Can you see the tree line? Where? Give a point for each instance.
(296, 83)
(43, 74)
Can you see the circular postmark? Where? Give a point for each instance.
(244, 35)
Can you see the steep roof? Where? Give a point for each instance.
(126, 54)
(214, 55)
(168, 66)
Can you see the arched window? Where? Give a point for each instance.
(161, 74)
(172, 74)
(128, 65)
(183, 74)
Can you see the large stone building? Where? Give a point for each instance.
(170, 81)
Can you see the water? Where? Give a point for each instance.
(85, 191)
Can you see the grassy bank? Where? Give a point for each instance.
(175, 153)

+++++

The task:
What is needed is an exact copy of all the records.

Your response:
Can you see the tree line? Where? Give a point for each instance.
(296, 83)
(43, 74)
Can you see the circular postmark? Where? Give a point for each instance.
(244, 35)
Can you see the steep roof? Where? Give a point for each instance.
(126, 54)
(214, 55)
(168, 66)
Can you see the arched window? Where? Give a point for each instance.
(161, 74)
(172, 74)
(128, 65)
(183, 74)
Can you see the large stone building? Where? Give a point for each instance.
(170, 81)
Can you see the water? Where? Give a point for each instance.
(85, 191)
Can you see the grassy bank? Where? Give a point for each instance.
(175, 153)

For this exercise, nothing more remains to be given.